*** Passage to read ***

Matt's most renowned feat came on April 16, 1939, when in the third "American Inferno," a top-to-bottom race of Tuckerman Ravine on Mount Washington, New Hampshire, he simply schussed the steep and infamous headwall. His time for the 4-mile race was 6 minutes 29.2 seconds, with an estimated top speed of over 85 MPH.[1]

Matt had moved from Austria to the United States in 1938. He entered the Inferno on April 16, 1939, only his second time on the mountain. His schuss of the headwall was unplanned; he intended to make a few turns and then tuck. However, visibility was poor that day, and he didn't realize that he had not yet reached the Lip, the steepest part of the approach to the headwall. By the time he realized his error, it was too late to turn. Years later, he said that when he reached the floor of the headwall, at the transition from steep to relatively flat, he felt lucky to be "nineteen, stupid, and have strong legs".[2]

Matt was the US Downhill Champion in 1939 and 1941. He served during World War II as a lieutenant in the 10th Mountain Division and was posted to the Aleutian Islands.[1]

Matt married Stella V. LoPresti (May 8, 1920-January 22, 2008) ca. 1944. They settled in Whitefish, Montana and raised five children: Marydeth, Carol (Zubiel), Richard, Tracy, and Francee (Quinlan).[3] They later moved to Pawling, New York.

*** End of Passage to read ***

_Prompt 1:_ In the passage about Matt, what was his time for the 4-mile race in 1939?
_Prompt 2:_ Continue the passage about Matt from its final sentence.

*** Supplied data ***

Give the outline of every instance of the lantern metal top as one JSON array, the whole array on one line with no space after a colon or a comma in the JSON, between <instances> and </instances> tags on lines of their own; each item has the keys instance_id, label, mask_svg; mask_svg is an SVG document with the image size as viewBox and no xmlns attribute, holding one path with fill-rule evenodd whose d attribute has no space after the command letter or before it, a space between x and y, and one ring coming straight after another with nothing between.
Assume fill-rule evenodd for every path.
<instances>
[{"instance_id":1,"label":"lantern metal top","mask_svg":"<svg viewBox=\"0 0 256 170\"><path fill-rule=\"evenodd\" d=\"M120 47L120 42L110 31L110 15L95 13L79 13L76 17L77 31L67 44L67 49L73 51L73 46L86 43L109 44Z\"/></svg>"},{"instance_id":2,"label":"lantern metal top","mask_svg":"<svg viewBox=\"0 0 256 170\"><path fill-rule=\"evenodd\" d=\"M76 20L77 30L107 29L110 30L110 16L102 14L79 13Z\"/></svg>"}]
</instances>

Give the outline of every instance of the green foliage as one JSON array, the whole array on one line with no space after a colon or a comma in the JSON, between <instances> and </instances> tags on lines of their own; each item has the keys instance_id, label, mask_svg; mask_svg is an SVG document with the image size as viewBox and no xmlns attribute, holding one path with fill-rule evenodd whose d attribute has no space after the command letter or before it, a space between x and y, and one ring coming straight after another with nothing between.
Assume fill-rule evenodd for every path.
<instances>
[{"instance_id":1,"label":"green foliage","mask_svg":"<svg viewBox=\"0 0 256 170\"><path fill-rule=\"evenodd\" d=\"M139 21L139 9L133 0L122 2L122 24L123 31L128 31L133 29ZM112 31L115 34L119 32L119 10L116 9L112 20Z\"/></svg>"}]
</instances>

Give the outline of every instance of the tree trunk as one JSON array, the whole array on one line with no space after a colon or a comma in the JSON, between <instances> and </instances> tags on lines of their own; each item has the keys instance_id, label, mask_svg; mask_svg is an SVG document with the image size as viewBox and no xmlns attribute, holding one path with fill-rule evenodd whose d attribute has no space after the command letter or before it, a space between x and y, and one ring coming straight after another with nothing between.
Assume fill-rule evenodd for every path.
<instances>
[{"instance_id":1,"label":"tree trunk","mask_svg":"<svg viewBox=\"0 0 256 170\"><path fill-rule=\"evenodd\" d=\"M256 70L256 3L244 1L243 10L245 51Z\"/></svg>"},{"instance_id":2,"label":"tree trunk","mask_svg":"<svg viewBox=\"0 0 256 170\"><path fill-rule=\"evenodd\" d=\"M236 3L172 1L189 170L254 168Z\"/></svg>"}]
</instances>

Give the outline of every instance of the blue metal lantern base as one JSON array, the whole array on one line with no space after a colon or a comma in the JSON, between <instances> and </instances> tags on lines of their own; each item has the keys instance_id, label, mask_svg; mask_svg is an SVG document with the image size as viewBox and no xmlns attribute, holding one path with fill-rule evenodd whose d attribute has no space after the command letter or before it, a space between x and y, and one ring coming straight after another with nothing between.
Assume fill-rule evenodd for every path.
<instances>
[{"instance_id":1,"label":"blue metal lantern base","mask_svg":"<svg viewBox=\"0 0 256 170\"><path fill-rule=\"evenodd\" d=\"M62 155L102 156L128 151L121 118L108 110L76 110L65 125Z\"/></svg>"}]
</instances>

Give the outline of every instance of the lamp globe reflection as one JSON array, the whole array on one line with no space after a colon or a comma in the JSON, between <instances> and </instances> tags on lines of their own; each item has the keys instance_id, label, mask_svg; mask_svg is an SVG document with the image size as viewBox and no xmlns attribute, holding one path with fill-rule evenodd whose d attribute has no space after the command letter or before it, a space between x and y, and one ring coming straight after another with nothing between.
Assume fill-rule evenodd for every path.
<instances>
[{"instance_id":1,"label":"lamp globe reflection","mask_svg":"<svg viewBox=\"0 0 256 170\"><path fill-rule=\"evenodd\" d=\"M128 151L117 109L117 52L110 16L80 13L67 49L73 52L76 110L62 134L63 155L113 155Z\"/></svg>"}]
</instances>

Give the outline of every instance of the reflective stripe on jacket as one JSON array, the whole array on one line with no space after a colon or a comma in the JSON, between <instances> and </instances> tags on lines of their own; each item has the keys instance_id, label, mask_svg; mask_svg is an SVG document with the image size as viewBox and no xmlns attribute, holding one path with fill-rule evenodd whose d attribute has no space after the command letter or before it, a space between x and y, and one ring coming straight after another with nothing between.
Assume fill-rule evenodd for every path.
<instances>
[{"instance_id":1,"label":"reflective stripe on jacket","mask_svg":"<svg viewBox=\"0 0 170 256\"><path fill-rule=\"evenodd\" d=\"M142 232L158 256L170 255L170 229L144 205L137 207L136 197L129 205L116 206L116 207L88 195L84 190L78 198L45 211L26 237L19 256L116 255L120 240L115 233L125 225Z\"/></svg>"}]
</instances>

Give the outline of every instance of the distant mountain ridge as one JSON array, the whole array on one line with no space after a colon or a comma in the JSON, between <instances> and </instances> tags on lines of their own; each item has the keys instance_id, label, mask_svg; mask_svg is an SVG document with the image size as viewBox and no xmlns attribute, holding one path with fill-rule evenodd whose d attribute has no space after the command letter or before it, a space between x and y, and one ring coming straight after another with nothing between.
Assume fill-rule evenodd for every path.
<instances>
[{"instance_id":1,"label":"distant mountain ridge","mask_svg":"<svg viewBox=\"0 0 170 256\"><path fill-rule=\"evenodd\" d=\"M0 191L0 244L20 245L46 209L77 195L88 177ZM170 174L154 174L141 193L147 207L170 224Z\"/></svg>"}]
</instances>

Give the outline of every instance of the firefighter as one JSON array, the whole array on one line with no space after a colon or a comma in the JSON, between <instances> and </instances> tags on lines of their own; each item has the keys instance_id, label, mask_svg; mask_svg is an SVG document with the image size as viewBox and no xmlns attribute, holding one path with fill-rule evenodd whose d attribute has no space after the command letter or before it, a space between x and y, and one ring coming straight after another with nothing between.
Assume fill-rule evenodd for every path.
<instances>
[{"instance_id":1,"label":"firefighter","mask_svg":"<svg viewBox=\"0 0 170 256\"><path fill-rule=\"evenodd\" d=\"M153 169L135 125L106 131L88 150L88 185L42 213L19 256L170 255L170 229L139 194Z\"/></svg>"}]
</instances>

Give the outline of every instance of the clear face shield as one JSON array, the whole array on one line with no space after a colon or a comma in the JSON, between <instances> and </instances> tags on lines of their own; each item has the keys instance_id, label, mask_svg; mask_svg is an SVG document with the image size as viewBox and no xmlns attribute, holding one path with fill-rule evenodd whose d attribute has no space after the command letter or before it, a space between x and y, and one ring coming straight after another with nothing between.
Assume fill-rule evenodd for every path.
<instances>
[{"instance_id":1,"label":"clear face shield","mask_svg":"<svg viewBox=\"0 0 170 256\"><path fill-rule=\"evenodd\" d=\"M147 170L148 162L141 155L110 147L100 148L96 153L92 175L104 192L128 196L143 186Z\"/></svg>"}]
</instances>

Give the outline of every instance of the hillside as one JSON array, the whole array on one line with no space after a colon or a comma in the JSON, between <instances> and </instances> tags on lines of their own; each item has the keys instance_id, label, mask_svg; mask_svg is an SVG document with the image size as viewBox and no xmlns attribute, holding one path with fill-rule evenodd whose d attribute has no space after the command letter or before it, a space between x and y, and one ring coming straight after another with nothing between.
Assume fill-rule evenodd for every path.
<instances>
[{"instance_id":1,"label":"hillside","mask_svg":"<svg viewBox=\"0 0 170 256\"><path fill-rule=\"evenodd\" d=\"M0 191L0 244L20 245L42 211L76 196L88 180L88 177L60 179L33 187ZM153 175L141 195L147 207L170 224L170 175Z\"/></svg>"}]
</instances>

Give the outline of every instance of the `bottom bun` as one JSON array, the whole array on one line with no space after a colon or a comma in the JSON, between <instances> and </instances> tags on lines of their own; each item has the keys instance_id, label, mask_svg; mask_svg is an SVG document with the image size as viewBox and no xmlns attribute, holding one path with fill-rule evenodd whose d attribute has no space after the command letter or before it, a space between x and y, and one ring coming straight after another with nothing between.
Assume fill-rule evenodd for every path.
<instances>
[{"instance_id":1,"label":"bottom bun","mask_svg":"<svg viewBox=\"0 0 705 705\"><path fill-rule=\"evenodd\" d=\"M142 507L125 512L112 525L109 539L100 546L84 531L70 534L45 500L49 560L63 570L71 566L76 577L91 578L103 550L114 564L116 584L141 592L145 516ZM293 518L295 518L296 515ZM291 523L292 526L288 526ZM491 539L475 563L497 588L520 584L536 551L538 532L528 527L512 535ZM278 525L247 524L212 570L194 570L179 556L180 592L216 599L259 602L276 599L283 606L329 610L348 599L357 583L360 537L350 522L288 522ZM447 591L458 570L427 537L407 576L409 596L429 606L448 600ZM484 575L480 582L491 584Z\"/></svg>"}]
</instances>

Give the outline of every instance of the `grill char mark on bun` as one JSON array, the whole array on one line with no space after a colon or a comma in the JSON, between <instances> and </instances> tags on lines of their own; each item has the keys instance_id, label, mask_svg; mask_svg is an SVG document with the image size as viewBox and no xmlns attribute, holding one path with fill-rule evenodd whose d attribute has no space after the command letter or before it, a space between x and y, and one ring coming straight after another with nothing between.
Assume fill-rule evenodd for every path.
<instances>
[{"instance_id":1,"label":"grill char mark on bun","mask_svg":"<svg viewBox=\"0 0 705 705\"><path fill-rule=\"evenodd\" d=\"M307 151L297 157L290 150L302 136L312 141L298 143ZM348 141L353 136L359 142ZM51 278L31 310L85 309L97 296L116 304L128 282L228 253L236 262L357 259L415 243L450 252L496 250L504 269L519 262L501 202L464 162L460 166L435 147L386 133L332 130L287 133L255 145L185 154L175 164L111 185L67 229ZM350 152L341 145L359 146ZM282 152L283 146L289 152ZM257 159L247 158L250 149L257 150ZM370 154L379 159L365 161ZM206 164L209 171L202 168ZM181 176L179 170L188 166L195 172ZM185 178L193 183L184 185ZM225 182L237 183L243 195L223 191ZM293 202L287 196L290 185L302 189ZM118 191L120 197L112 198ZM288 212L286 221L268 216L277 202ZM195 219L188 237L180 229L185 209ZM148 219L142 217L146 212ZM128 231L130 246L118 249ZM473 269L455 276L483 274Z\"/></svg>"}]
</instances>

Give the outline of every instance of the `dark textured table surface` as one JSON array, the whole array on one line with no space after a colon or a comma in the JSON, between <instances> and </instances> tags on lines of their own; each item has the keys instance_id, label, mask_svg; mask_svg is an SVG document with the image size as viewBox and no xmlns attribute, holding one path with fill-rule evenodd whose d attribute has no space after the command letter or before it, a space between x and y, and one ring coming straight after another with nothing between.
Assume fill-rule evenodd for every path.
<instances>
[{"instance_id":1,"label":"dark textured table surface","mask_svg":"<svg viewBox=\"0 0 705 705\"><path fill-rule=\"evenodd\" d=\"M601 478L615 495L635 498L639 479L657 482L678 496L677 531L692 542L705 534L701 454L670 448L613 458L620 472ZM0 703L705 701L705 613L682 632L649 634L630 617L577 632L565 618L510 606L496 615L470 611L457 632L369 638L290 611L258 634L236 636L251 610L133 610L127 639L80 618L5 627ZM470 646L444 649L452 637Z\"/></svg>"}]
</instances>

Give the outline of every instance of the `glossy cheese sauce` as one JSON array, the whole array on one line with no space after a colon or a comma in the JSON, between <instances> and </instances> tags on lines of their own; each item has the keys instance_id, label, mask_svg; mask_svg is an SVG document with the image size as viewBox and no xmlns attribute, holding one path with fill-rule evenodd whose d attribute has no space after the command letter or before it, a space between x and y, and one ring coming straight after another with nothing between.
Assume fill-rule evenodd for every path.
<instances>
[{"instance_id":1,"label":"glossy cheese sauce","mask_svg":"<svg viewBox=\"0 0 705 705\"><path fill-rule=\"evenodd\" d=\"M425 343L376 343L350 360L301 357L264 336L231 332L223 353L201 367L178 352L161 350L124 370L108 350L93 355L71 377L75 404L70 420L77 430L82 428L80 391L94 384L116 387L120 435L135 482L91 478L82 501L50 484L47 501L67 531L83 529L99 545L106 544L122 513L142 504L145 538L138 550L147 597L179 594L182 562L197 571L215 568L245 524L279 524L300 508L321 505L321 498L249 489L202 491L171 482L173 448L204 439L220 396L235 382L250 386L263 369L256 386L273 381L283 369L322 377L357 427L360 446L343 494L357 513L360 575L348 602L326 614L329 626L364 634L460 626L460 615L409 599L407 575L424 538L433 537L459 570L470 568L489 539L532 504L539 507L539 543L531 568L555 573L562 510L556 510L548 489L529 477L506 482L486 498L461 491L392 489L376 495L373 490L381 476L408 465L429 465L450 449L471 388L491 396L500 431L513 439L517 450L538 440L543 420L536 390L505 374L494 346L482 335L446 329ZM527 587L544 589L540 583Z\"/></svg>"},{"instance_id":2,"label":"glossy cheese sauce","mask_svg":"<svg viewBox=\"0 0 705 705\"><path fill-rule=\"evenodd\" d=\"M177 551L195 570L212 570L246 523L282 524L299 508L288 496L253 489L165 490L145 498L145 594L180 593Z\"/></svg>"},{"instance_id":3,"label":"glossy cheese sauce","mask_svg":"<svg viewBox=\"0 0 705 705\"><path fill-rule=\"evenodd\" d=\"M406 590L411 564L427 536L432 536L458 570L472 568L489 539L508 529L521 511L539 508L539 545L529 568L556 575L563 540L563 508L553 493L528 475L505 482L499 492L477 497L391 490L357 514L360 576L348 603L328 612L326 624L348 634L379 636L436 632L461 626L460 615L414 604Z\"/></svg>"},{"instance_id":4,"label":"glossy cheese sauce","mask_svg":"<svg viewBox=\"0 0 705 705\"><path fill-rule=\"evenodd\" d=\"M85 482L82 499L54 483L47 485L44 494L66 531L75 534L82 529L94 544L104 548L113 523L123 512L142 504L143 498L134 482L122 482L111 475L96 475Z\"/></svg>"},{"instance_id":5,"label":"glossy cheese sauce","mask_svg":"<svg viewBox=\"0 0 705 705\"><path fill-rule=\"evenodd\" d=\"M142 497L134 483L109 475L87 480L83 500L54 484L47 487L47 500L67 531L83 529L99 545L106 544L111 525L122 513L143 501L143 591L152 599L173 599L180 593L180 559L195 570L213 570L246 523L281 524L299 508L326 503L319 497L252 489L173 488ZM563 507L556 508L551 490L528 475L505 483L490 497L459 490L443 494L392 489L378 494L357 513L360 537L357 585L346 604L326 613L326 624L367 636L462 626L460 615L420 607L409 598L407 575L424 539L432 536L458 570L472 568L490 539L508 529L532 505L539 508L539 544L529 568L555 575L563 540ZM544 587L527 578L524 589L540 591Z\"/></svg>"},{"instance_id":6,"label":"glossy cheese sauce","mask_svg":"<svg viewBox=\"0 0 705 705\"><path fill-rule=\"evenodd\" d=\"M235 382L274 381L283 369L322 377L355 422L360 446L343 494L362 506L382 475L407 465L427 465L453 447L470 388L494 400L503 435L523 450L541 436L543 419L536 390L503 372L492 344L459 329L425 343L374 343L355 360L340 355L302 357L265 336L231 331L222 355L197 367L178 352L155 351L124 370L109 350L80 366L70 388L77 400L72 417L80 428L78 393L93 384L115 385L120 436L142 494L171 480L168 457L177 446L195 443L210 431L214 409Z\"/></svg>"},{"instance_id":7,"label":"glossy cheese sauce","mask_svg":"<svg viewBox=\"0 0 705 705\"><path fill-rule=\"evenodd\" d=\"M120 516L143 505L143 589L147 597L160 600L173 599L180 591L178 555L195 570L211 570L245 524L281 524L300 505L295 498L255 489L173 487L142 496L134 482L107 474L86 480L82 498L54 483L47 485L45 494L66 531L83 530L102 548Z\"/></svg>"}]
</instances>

*** End of Supplied data ***

_Answer section 1:_ 6 minutes 29.2 seconds

_Answer section 2:_
Matt retired from ski racing in 1951 following a badly fractured leg, which took three years and surgery to fix. He then taught and coached skiing. Instructor Herbert Schneider said that Matt was "an especially gifted ski instructor."[4] He was inducted into the National Ski Hall of Fame in 1967.[5]

Matt died on May 17, 1989 in Pawling, New York, apparently of a heart attack.[1] At the The Big Mountain in Whitefish, Montana, a wide and steep trail is named for him.[6]

References[edit]

  1. ^ a b c d New York Times, Toni Matt Dies at 69; Former Ski Champion, May 19, 1989. Retrieved Dec. 2, 2007.
  2. ^ Jeffrey R. Leich, Recreational History of Tuckerman Ravine. Retrieved Dec. 2, 2007.
  3. ^ The Daily News of Newburyport, Stella V. Matt obituary, January 23, 2008. Retrieved February 5, 2008.
  4. ^ New England Ski Museum, Herbert Schneider, March 28, 2006. Retrieved December 8, 2007.
  5. ^ National Ski Hall of Fame, Honored Member. Retrieved December 2, 2007.
  6. ^ Whitefish Ski Area Report, Big Mountain. Retrieved December 8, 2007.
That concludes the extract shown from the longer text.